Stored data entries
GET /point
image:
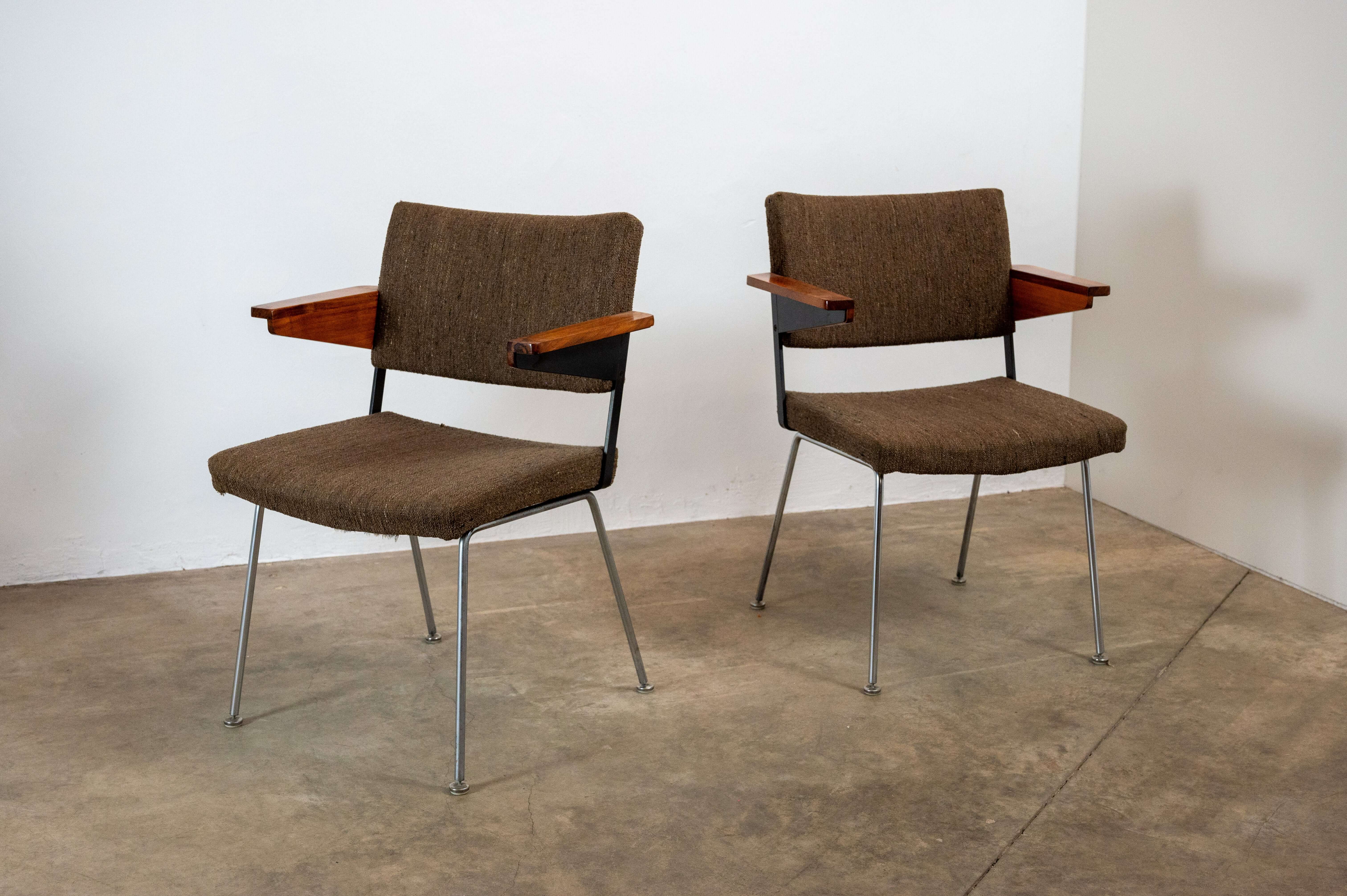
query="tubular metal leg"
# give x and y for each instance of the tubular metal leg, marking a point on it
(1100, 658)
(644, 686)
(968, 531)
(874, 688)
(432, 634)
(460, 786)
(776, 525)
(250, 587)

* * *

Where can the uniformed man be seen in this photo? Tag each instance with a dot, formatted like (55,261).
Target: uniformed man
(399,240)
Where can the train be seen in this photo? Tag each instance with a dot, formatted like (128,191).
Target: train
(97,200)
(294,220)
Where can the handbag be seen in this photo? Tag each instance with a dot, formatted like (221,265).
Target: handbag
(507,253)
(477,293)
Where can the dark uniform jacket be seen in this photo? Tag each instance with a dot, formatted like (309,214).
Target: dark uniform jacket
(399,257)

WHAT IS BEING ASKED:
Locate every line in the material above that contains the string "tubular", treating uppercase and lowercase as different, and copy each of those lines.

TASK RESULT:
query="tubular metal leg"
# give x and y for each instance of the tubular metal leg, marking a point on it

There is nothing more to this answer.